FELINE OVARIOHYSTERECTOMY OR SPAY SURGERY
What is meant by ovariohysterectomy or spaying?
Spaying is the common term used to describe the surgical procedure known scientifically as an ovariohysterectomy. In this procedure, the ovaries and uterus are completely removed in order to sterilize a female cat.
Why should I have my cat spayed?
We recommend that all non-breeding cats be sterilized. Here are several health benefits associated with spaying your cat.
· Spaying eliminates the risk of ovarian and uterine cancers.
· Breast cancer is the number one type of cancer diagnosed in intact or un-spayed female cats.
· If your cat is spayed before her first heat cycle, there is less than ½ of 1% (0.5%) chance of developing breast cancer later in life.
· With every subsequent heat cycle, the risk of developing breast cancer increases.
· After 2½ years of age ovariohysterectomy gives no protective benefit against developing breast cancer.
· Pets with diabetes or epilepsy should be spayed to prevent hormonal changes that may interfere with medications.
Are there other benefits to spaying my cat?
The most obvious benefit is the prevention of unplanned pregnancies. There is no medical or scientific reason for letting your cat have a litter before she is spayed.
Once a cat reaches puberty, usually at around seven months of age, she will have a heat or estrus cycle every two to three weeks for most of the year, unless she becomes pregnant. She will be “in heat” or receptive to mating for approximately one week in each cycle. During “heat” she may display unsociable behavior such as loud and persistent crying and frequent rubbing and rolling on the floor. This behavior coupled with her scent, will attract male cats from miles around. Removal of the ovaries will stop her estrus cycles.
When should I have my cat spayed?
Spaying should be performed before the first estrus or “heat cycle”. Most cats are spayed between four and six months of. It is possible to spay your cat if she is pregnant.
What does a spay surgery involve?
This is a major surgical procedure that requires a full general anesthesia. You will need to fast your cat the night prior to surgery (for 12 hours prior to surgery). Most cats can go home the next morning after surgery has been performed.
The operation is performed through an incision made in the midline of the abdomen, just below the umbilicus (the belly button). Both ovaries are removed along with the entire uterus. The surgical incision will be closed with several layers of sutures. In many cases, skin sutures will be placed, and these will be removed in 10 to 14 days.
Are complications common with spaying?
In general, complications are rare during spaying of cats. However, as with all anesthetic and surgical procedures, there is always a small risk. The potential complications include:
1.) Anesthetic reaction: It is possible that any individual animal could have an adverse reaction following the administration of a drug or anesthetic. Such cases are impossible to predict, but are extremely rare. Pre-operative blood work is a useful screening test that may detect pre-existing problems which could interfere with the pet’s ability to handle the anesthetic drugs.

[Stored data]

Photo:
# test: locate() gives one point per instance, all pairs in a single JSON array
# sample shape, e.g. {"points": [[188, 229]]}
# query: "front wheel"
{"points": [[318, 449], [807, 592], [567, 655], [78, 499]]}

> WORK TASK 1: Reproduce the passage of the text on spaying cats from "Why should I" to "spaying your cat." word for word.
> WORK TASK 2: According to the text on spaying cats, at about what age does a cat usually reach puberty?
> WORK TASK 3:
For each statement, say whether it agrees with the text on spaying cats. Give yes or no and quote the words that decide it.
(a) Most cats can go home the morning after the surgery.
(b) Skin sutures are removed 5 to 7 days after surgery.
(c) Complications are common when cats are spayed.

> EXERCISE ANSWER 1:
Why should I have my cat spayed?
We recommend that all non-breeding cats be sterilized. Here are several health benefits associated with spaying your cat.

> EXERCISE ANSWER 2: At around seven months of age.

> EXERCISE ANSWER 3:
(a) Yes: "Most cats can go home the next morning after surgery has been performed."
(b) No: "these will be removed in 10 to 14 days."
(c) No: "In general, complications are rare during spaying of cats."